DIRECTION:
Put the listing below into a CSV with two columns, instruction and points, giving one row to each sentence together with the coordinates that follow it; quote every field and turn any line breaks into spaces. Leave the pictures out of the CSV.

EXTRACTED MATERIAL:
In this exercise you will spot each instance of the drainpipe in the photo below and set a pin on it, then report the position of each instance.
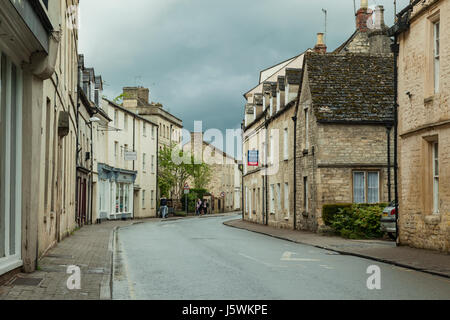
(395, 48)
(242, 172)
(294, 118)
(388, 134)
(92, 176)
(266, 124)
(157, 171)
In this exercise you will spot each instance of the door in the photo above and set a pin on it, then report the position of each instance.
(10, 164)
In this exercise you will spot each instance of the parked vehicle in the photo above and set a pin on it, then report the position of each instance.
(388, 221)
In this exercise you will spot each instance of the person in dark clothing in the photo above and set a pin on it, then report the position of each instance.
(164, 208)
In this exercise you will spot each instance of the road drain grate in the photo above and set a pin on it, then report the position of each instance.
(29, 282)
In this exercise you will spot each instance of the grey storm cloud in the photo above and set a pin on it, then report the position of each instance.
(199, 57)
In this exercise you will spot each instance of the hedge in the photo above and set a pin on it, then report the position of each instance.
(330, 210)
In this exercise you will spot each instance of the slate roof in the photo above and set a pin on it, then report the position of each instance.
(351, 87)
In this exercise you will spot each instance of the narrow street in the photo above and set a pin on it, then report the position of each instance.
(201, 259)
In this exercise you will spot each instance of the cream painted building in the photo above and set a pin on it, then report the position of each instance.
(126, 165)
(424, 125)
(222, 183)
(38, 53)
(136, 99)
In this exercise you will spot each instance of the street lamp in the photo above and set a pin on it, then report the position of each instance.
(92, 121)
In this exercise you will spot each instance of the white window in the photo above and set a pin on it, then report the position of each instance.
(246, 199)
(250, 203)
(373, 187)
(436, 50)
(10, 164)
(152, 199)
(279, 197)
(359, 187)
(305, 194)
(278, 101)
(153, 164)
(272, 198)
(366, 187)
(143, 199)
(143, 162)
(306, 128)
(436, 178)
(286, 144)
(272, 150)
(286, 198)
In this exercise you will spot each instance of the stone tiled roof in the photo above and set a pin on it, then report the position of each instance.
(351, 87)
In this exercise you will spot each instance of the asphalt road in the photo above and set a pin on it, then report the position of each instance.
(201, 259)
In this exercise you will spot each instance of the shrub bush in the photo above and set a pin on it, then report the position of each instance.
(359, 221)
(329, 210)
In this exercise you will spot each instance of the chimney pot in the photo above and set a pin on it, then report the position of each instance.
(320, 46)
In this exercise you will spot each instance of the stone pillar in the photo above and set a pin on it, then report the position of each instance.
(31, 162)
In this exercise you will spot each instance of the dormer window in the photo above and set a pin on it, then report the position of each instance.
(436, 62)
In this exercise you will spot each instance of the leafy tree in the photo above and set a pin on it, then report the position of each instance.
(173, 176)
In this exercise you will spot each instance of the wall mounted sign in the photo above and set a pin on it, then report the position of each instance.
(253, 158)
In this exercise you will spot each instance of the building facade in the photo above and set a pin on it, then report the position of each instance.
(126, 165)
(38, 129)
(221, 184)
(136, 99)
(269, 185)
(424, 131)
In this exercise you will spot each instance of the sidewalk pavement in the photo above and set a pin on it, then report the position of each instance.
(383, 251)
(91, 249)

REPLY:
instruction,points
"In this exercise you will spot each instance of the drainpipe in the photo below and set a pin on it, then report the position of each instance.","(395, 48) (242, 172) (294, 118) (388, 134) (92, 176) (266, 124) (157, 171)"
"In this exercise you will spot each instance of the door in the photo above and set a pin on it, then report the position of each instance.","(10, 164)"
"In this exercise you will spot each instance of the parked vehicle in the photo above and set a pin on it, then report the position of each instance.","(388, 221)"
"In this exercise you will spot each instance of the person in dark clothing in the photo above and set a pin on it, then report the position of each instance.","(164, 208)"
"In this exercise you will spot each instance of the road drain grate in the photo above and set a pin on it, then report the position of each instance.","(29, 282)"
"In this exercise you will spot each instance of the grey storm cloud in the photo above and set a pin on it, then report the position of each instance.","(199, 57)"
"In this exercise you will spot each instance of the hedge in the photo above and set a pin on it, then report the position of each instance.","(330, 210)"
"In this exercise you will spot each instance of the slate roof in the photo above and set a pin on it, then report the position of each instance.","(351, 87)"
"In this exercise you will spot each instance of the narrow street in the photo above and set a pin on it, then report the position of each instance.","(201, 259)"
"In this exercise you will spot each instance of the cream painted building in the photo above and set a pin on it, then report the position of each instance.","(126, 165) (424, 125) (222, 183) (38, 53) (136, 99)"
"In this exercise you will spot each instance of the street lamp in the photo above and set a pin on it, then report the position of each instance.","(92, 121)"
"In this exercise you will spot each instance of the white window in the photo above and set a pin on it, then report the position of each instance.","(246, 199) (250, 203) (373, 187) (436, 50) (10, 164) (152, 199) (279, 197) (359, 187) (305, 194) (278, 101) (153, 164) (272, 198) (366, 187) (143, 199) (143, 162) (306, 128) (436, 178) (286, 144) (272, 150) (286, 198)"
"In this exercise you will spot each instance of the stone tiled roof in the photo above and set a pin on it, then report the position of each instance.","(351, 87)"
"In this exercise you will spot each instance of the asphalt road in the photo above and set a pin on it, then report the position of each instance.","(201, 259)"
"In this exercise you will spot each instance of the shrub bush in the photo above and set a pin on it, then report the position of each instance.","(359, 221) (329, 210)"
"In this exercise you will spot each instance of the chimney pot in the photo above and set a pin on it, then report the position of each instance.","(320, 46)"
"In this exercise you will spot each instance of the stone pillar in the photo above and set a pin on it, then report the position of each instance.","(31, 162)"
"In this exercise you will spot each instance of the dormer window in the photo above and set a pin on it, then report the position of each instance.","(436, 62)"
"In this exercise you will spot each instance of the leafy tree in the photo above and set a pin on it, then report the position of each instance.","(173, 176)"
"In this exercise you will spot each instance of the wall mounted sign in the photo above and set a pin on it, then report the position of each instance.","(253, 158)"
"In this exercise you will spot each instance of the building facade in the photo above and set a pin on it, then report the position of each instance.","(126, 165) (38, 129) (221, 184) (136, 99) (269, 185) (424, 131)"
"In this exercise you will spot each instance of the sidewalk pavement in the photo above and set a pin on it, then report the position of each instance.","(383, 251) (91, 249)"